*WRITTEN INSTRUCTION:* Below are records to be output exactly, every one of them.
================
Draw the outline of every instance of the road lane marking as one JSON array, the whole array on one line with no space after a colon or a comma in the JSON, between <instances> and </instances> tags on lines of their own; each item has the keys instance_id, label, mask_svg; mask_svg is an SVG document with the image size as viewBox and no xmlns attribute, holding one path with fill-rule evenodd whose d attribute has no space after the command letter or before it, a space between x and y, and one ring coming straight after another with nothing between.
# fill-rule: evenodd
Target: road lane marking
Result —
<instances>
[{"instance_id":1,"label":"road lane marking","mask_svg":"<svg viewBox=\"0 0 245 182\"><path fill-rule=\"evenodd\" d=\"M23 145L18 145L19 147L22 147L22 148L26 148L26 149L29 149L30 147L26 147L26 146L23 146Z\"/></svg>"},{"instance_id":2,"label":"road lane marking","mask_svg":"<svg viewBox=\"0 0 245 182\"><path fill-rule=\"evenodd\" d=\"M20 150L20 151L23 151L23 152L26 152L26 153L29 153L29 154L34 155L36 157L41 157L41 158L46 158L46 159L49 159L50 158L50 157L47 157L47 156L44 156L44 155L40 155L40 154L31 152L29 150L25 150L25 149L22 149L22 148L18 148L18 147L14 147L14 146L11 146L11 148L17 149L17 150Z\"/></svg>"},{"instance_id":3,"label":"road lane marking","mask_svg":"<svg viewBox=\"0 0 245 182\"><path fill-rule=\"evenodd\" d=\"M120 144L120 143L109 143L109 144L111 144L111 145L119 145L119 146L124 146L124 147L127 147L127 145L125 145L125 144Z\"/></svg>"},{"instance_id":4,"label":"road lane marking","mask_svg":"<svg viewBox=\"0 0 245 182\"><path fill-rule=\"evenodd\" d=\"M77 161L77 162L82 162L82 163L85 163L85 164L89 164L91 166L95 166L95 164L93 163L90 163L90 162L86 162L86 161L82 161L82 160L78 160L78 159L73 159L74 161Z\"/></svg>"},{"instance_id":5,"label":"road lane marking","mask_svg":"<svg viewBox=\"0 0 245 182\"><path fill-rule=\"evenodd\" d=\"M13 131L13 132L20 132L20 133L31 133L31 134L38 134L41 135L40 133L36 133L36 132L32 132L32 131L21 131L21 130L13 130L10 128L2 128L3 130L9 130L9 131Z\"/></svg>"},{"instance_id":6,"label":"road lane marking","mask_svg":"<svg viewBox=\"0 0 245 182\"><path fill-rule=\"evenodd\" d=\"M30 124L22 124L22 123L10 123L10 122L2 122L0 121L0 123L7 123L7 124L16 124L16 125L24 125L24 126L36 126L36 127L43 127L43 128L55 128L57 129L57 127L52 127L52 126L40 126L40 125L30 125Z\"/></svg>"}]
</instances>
================
*EXERCISE SOLUTION:*
Draw the outline of every instance of the road lane marking as one JSON array, the whole array on one line with no space after a colon or a comma in the JSON, between <instances> and </instances> tags on lines of their own; each item has the keys instance_id, label, mask_svg; mask_svg is an SVG document with the image size as viewBox and no xmlns attribute, holding one path with fill-rule evenodd whose d attribute has no space after the command letter or before it, a space between x and y, and one ring coming straight after another with nothing between.
# fill-rule: evenodd
Target: road lane marking
Result —
<instances>
[{"instance_id":1,"label":"road lane marking","mask_svg":"<svg viewBox=\"0 0 245 182\"><path fill-rule=\"evenodd\" d=\"M23 145L18 145L19 147L22 147L22 148L26 148L26 149L29 149L30 147L26 147L26 146L23 146Z\"/></svg>"},{"instance_id":2,"label":"road lane marking","mask_svg":"<svg viewBox=\"0 0 245 182\"><path fill-rule=\"evenodd\" d=\"M20 150L20 151L23 151L23 152L26 152L26 153L29 153L29 154L34 155L36 157L41 157L41 158L46 158L46 159L49 159L50 158L50 157L47 157L47 156L44 156L44 155L40 155L40 154L31 152L29 150L25 150L25 149L22 149L22 148L18 148L18 147L14 147L14 146L11 146L11 148L17 149L17 150Z\"/></svg>"},{"instance_id":3,"label":"road lane marking","mask_svg":"<svg viewBox=\"0 0 245 182\"><path fill-rule=\"evenodd\" d=\"M120 144L120 143L109 143L109 144L111 144L111 145L119 145L119 146L124 146L124 147L127 147L127 145L125 145L125 144Z\"/></svg>"},{"instance_id":4,"label":"road lane marking","mask_svg":"<svg viewBox=\"0 0 245 182\"><path fill-rule=\"evenodd\" d=\"M77 161L77 162L82 162L82 163L85 163L85 164L89 164L91 166L95 166L95 164L93 163L90 163L90 162L86 162L86 161L82 161L82 160L78 160L78 159L73 159L74 161Z\"/></svg>"},{"instance_id":5,"label":"road lane marking","mask_svg":"<svg viewBox=\"0 0 245 182\"><path fill-rule=\"evenodd\" d=\"M13 131L13 132L20 132L20 133L31 133L31 134L38 134L41 135L40 133L36 133L36 132L32 132L32 131L21 131L21 130L13 130L10 128L2 128L3 130L9 130L9 131Z\"/></svg>"},{"instance_id":6,"label":"road lane marking","mask_svg":"<svg viewBox=\"0 0 245 182\"><path fill-rule=\"evenodd\" d=\"M30 124L22 124L22 123L10 123L10 122L2 122L0 121L0 123L7 123L7 124L16 124L16 125L24 125L24 126L36 126L36 127L43 127L43 128L55 128L57 129L57 127L52 127L52 126L40 126L40 125L30 125Z\"/></svg>"}]
</instances>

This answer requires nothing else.